◆ Records for processing:
= = = =

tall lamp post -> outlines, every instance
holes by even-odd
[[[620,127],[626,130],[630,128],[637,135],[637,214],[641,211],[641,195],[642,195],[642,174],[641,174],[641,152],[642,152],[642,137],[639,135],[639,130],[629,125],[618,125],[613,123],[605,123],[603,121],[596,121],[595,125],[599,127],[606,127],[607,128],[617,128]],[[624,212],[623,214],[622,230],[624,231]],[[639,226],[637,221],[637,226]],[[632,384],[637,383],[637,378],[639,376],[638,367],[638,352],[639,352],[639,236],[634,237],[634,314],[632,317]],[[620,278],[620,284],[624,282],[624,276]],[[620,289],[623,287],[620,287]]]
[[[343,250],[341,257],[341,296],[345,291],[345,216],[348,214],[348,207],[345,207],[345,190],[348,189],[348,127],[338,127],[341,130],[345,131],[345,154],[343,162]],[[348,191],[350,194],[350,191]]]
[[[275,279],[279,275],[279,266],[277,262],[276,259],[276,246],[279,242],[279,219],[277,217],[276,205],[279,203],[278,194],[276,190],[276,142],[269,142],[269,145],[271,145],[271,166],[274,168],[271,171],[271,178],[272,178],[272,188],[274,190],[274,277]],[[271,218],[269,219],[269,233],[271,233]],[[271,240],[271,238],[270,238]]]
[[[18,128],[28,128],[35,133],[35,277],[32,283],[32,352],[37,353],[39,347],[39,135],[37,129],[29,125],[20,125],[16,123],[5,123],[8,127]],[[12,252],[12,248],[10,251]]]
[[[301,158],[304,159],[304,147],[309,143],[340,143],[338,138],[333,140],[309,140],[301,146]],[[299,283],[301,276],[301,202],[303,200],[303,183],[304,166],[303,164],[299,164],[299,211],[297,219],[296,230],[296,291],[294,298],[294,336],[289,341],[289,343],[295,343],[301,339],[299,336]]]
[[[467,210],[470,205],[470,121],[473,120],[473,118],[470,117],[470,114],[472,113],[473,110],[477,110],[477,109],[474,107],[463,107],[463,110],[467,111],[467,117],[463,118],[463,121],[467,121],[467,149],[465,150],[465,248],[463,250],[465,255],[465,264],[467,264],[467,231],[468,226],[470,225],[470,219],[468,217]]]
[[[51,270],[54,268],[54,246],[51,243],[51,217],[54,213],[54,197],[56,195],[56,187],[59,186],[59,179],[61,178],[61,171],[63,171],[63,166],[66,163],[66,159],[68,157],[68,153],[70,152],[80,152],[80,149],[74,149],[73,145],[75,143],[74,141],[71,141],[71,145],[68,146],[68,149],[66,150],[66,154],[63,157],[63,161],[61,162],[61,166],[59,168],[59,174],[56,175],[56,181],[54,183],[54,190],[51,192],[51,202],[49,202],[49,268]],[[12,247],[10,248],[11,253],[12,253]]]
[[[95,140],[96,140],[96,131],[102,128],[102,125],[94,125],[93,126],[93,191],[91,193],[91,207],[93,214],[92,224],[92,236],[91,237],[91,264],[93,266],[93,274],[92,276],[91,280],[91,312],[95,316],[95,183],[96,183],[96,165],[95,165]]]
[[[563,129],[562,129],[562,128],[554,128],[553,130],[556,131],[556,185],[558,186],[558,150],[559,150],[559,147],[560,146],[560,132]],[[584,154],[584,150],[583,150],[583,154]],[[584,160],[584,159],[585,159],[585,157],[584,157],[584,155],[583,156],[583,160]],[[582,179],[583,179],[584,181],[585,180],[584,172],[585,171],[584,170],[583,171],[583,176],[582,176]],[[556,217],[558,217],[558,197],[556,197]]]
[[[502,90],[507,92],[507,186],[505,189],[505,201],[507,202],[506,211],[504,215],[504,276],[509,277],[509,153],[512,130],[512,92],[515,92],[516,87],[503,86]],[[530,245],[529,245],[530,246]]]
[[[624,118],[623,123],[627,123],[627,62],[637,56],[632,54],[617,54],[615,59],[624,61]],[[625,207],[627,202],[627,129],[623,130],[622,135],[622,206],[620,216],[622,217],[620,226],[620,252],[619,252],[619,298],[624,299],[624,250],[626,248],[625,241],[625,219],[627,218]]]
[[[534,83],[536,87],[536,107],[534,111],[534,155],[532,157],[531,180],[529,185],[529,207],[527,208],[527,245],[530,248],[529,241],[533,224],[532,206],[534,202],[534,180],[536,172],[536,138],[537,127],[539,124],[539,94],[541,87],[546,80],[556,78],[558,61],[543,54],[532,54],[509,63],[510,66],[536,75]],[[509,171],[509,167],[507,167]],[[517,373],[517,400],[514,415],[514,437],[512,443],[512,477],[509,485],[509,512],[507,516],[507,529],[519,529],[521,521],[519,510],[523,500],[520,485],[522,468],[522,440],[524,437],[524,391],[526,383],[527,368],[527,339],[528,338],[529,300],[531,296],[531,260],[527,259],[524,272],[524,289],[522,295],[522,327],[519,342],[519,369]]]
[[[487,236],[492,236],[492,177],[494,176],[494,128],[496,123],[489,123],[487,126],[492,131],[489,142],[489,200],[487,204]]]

= = = =

◆ What the task requires: Reproduce everything from the first of the rows down to the line containing "holes by even-odd", inclusive, without changing a character.

◆ Response:
tall lamp post -> outlines, every instance
holes by even-odd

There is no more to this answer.